--- START ---

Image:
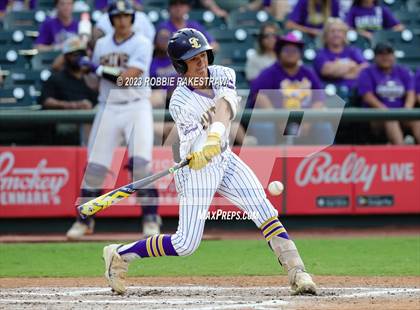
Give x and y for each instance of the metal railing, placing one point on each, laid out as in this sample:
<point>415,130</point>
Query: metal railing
<point>86,116</point>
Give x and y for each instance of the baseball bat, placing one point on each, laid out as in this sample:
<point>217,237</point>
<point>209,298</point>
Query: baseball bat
<point>106,200</point>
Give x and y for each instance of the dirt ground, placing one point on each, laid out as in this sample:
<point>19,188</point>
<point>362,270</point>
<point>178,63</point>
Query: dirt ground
<point>256,292</point>
<point>344,293</point>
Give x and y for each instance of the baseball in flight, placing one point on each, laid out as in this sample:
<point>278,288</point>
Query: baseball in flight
<point>275,188</point>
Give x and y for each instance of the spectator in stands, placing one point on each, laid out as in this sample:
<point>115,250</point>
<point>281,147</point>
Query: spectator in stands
<point>417,86</point>
<point>367,16</point>
<point>162,68</point>
<point>178,9</point>
<point>54,31</point>
<point>309,16</point>
<point>386,85</point>
<point>141,25</point>
<point>17,5</point>
<point>102,5</point>
<point>276,8</point>
<point>68,89</point>
<point>289,85</point>
<point>339,63</point>
<point>265,55</point>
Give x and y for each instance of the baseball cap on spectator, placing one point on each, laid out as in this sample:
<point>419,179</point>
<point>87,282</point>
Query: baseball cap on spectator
<point>383,48</point>
<point>289,38</point>
<point>73,44</point>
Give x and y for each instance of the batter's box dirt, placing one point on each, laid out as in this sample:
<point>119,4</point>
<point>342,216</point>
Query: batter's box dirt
<point>209,297</point>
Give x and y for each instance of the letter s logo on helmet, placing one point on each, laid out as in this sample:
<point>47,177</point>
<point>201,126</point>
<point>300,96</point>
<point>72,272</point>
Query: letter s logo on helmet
<point>186,43</point>
<point>195,42</point>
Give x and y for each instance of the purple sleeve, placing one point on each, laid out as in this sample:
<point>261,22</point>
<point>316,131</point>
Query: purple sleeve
<point>260,82</point>
<point>389,20</point>
<point>350,17</point>
<point>299,13</point>
<point>417,81</point>
<point>357,55</point>
<point>266,3</point>
<point>365,82</point>
<point>45,36</point>
<point>319,62</point>
<point>335,8</point>
<point>3,5</point>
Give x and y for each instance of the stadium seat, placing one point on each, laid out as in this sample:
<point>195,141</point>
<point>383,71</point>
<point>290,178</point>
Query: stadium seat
<point>206,18</point>
<point>15,97</point>
<point>32,79</point>
<point>249,19</point>
<point>156,3</point>
<point>238,35</point>
<point>15,39</point>
<point>11,59</point>
<point>44,60</point>
<point>411,20</point>
<point>24,20</point>
<point>413,5</point>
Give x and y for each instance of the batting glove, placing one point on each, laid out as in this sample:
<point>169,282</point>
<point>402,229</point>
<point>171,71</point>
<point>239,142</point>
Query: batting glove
<point>212,146</point>
<point>197,160</point>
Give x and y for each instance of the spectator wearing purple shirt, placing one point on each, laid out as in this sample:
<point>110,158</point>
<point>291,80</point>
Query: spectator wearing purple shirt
<point>338,63</point>
<point>417,86</point>
<point>309,16</point>
<point>290,85</point>
<point>386,85</point>
<point>55,31</point>
<point>367,16</point>
<point>102,5</point>
<point>178,9</point>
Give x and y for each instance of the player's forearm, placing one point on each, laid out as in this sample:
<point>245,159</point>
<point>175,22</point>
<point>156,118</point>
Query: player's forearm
<point>372,101</point>
<point>51,103</point>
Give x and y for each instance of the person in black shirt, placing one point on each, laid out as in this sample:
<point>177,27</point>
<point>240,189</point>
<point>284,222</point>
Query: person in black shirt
<point>68,88</point>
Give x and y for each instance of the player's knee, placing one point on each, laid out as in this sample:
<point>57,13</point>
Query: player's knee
<point>95,175</point>
<point>187,246</point>
<point>139,167</point>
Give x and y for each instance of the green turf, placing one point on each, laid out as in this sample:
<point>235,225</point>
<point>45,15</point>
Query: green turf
<point>377,256</point>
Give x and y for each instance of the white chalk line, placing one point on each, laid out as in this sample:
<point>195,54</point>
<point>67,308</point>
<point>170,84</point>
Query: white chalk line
<point>225,302</point>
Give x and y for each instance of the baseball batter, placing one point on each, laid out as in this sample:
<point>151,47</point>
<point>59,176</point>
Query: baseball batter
<point>203,113</point>
<point>124,115</point>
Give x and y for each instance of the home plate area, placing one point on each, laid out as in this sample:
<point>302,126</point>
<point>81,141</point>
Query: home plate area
<point>208,297</point>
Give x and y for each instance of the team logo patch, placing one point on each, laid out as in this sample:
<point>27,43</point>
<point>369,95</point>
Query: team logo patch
<point>195,42</point>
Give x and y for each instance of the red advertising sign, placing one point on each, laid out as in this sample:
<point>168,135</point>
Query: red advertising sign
<point>36,182</point>
<point>392,179</point>
<point>321,183</point>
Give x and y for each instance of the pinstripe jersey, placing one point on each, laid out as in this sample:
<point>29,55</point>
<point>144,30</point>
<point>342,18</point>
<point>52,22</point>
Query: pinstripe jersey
<point>193,110</point>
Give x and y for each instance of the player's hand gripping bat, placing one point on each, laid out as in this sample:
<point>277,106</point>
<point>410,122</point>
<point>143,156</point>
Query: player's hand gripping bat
<point>102,202</point>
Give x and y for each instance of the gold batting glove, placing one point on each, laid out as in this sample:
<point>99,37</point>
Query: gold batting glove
<point>197,160</point>
<point>212,146</point>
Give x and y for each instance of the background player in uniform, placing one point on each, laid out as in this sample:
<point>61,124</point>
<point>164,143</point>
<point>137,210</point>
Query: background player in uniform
<point>202,114</point>
<point>124,113</point>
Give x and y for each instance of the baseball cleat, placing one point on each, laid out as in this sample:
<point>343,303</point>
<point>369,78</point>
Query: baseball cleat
<point>151,225</point>
<point>79,229</point>
<point>115,268</point>
<point>303,284</point>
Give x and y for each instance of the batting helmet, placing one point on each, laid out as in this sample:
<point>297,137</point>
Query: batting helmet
<point>185,44</point>
<point>120,7</point>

--- END ---

TASK TO CARRY OUT
Word-for-word output of the material above is needed, with the pictures left out.

OUTPUT BELOW
Image:
Give x and y for each instance of the metal railing, placing one point on each, laid out as in this sample:
<point>415,130</point>
Query: metal railing
<point>86,116</point>
Give x and y for each instance of the baseball bat, placing one point on each, laid out as in this sample:
<point>217,237</point>
<point>209,298</point>
Query: baseball bat
<point>106,200</point>
Give x and y for each instance of the dirt ground, placing one point on each, laid out as in this sample:
<point>19,188</point>
<point>362,270</point>
<point>178,63</point>
Query: dirt ground
<point>256,292</point>
<point>344,293</point>
Give x and y for each instance of the baseball in flight, placing one point on each, laid out as in this sample:
<point>278,288</point>
Query: baseball in flight
<point>275,188</point>
Give x and y for each instance of the spectator in stands, placing one point on each, laid out as in this sample:
<point>115,250</point>
<point>281,147</point>
Query: spectator in stands
<point>417,86</point>
<point>367,16</point>
<point>162,68</point>
<point>178,9</point>
<point>54,31</point>
<point>309,16</point>
<point>386,85</point>
<point>141,25</point>
<point>17,5</point>
<point>102,5</point>
<point>276,8</point>
<point>68,89</point>
<point>289,85</point>
<point>339,63</point>
<point>265,55</point>
Give x and y for each instance of the baseball cap on spectator, placing one point on each, laid out as in this sample:
<point>419,179</point>
<point>87,282</point>
Query: baseball cap on spectator
<point>383,48</point>
<point>289,38</point>
<point>73,44</point>
Give x and y for each instance of the batter's box dirt, placing one point on each, laid out as in this sample:
<point>119,4</point>
<point>342,216</point>
Query: batter's box dirt
<point>209,297</point>
Give x and y for each instance of the letter s logo on helmet, placing one point on each, laid out as in this sample:
<point>47,177</point>
<point>201,126</point>
<point>300,96</point>
<point>72,272</point>
Query: letter s logo on helmet
<point>186,43</point>
<point>195,42</point>
Give x and y for each instance of the purple sleeve, placing one point on each, laid out as in this sample:
<point>261,22</point>
<point>316,131</point>
Query: purple sleeve
<point>260,82</point>
<point>389,20</point>
<point>350,17</point>
<point>299,13</point>
<point>417,81</point>
<point>357,55</point>
<point>266,3</point>
<point>365,82</point>
<point>45,36</point>
<point>319,62</point>
<point>335,8</point>
<point>3,5</point>
Give x and y for each instance of the stadium seat, placing one point on each, laid out as in this sample:
<point>195,141</point>
<point>383,71</point>
<point>290,178</point>
Query: stadium seat
<point>206,18</point>
<point>15,97</point>
<point>32,79</point>
<point>249,19</point>
<point>156,3</point>
<point>238,35</point>
<point>15,39</point>
<point>11,59</point>
<point>44,60</point>
<point>411,20</point>
<point>24,20</point>
<point>413,5</point>
Give x and y for each instance of the batting glove, placing one point on each, laid out as in this sample:
<point>169,282</point>
<point>402,229</point>
<point>171,71</point>
<point>239,142</point>
Query: batting glove
<point>212,146</point>
<point>197,160</point>
Give x and y for each instance of the spectator wearing purple shirt, placing one point on each, laid out as in this sample:
<point>110,158</point>
<point>291,80</point>
Query: spectator wearing purple shirt
<point>338,63</point>
<point>417,86</point>
<point>309,16</point>
<point>290,85</point>
<point>386,85</point>
<point>55,31</point>
<point>367,16</point>
<point>102,5</point>
<point>178,9</point>
Give x and y for each instance of the player's forearm, placing one point on each, laid out as in this sample:
<point>245,159</point>
<point>175,22</point>
<point>156,118</point>
Query: player's forearm
<point>372,101</point>
<point>51,103</point>
Give x and y for each instance of the person in black shirt, placing one point on each, laid out as in this sample:
<point>177,27</point>
<point>240,189</point>
<point>284,222</point>
Query: person in black shirt
<point>68,88</point>
Give x and y for each instance of the player's knee, placing one point on each, laid out as in this sample:
<point>57,13</point>
Query: player's knee
<point>95,175</point>
<point>187,246</point>
<point>139,167</point>
Give x and y for each instance of the green turf, placing one point on each, laid out as in this sample:
<point>235,225</point>
<point>45,15</point>
Query: green turf
<point>377,256</point>
Give x and y for each instance of the white chalk line, placing one point on each, laid out as in this sample:
<point>195,54</point>
<point>67,308</point>
<point>170,84</point>
Query: white chalk line
<point>225,302</point>
Give x and y for each instance of the baseball batter, placing one point on each, laid out as in this sample:
<point>151,47</point>
<point>59,176</point>
Query: baseball batter
<point>203,113</point>
<point>124,115</point>
Give x and y for each instance of the home plate area, placing one point on each, laid out as in this sample:
<point>302,126</point>
<point>81,141</point>
Query: home plate area
<point>208,297</point>
Give x and y for each instance of the team logo patch, placing one point on each, laid out as in this sample:
<point>27,43</point>
<point>369,95</point>
Query: team logo patch
<point>195,42</point>
Give x and y for each instance of the red advertising sign, placing one point on each, laid out as in this sample:
<point>168,135</point>
Query: red advertising sign
<point>36,182</point>
<point>392,179</point>
<point>321,183</point>
Give x and y for each instance of the pinstripe jersey, placing one point on each, laid out as in this sample:
<point>29,55</point>
<point>144,30</point>
<point>342,18</point>
<point>52,22</point>
Query: pinstripe jersey
<point>193,110</point>
Give x and y for each instance of the player's hand gripping bat, placing one point on each, laid out as in this sample:
<point>277,106</point>
<point>410,122</point>
<point>143,156</point>
Query: player's hand gripping bat
<point>102,202</point>
Give x and y for each instance of the gold batting glove, placing one point on each, laid out as in this sample:
<point>99,37</point>
Query: gold batting glove
<point>197,160</point>
<point>212,146</point>
Give x and y for each instance of the background player in uniform, placing one point on each, laid out as in this sample:
<point>61,124</point>
<point>164,143</point>
<point>137,210</point>
Query: background player in uniform
<point>202,114</point>
<point>124,113</point>
Give x and y for each instance of the baseball cleat, placing one point on each, laid out as in this sample:
<point>343,303</point>
<point>369,78</point>
Query: baseball cleat
<point>151,225</point>
<point>79,229</point>
<point>115,268</point>
<point>303,284</point>
Give x and y for each instance of the batting helmet, placing one point on each, laid out as in this sample:
<point>297,137</point>
Query: batting helmet
<point>185,44</point>
<point>120,7</point>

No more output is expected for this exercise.